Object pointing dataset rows
++++

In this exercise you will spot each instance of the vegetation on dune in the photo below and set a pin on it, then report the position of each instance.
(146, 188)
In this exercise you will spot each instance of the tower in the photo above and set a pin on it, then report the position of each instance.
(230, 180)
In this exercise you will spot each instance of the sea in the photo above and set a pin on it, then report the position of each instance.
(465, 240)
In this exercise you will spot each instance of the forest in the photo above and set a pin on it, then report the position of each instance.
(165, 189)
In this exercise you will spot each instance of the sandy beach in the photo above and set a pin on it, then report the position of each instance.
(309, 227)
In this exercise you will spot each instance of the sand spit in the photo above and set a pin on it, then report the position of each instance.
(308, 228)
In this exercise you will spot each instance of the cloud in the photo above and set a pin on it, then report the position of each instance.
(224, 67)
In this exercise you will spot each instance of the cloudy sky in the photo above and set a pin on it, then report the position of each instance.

++++

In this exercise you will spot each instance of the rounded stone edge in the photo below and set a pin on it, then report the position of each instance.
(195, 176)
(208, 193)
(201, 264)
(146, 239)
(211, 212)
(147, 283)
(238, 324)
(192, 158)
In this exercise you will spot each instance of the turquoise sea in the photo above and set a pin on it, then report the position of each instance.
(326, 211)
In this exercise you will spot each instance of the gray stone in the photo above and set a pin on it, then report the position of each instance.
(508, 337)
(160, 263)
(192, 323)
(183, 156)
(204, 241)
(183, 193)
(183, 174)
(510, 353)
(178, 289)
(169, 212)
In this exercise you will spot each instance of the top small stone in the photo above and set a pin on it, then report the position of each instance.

++++

Could you recast the lines between the one holding "In this exercise you will spot each instance of the forest" and the one holding "In this exercise you will spot each instance of the cloudy", inclusive, as a Markdown table with the columns Number and Line, skipping any blank lines?

| Number | Line |
|---|---|
| 1 | In this exercise you will spot each instance of the forest in the photo above and set a pin on it, then report the position of each instance. |
| 2 | (165, 189) |
| 3 | In this exercise you will spot each instance of the sandy beach in the photo above and set a pin on it, then report the position of each instance. |
| 4 | (309, 227) |
| 5 | In this exercise you will spot each instance of the sand spit in the photo above and set a pin on it, then report the position of each instance. |
| 6 | (308, 228) |
| 7 | In this exercise you will spot each instance of the cloud in the photo above and set a pin on it, then report the position of each instance. |
| 8 | (224, 67) |
| 9 | In this exercise you will spot each instance of the cloudy sky in the photo above and set a pin on it, then report the position of each instance. |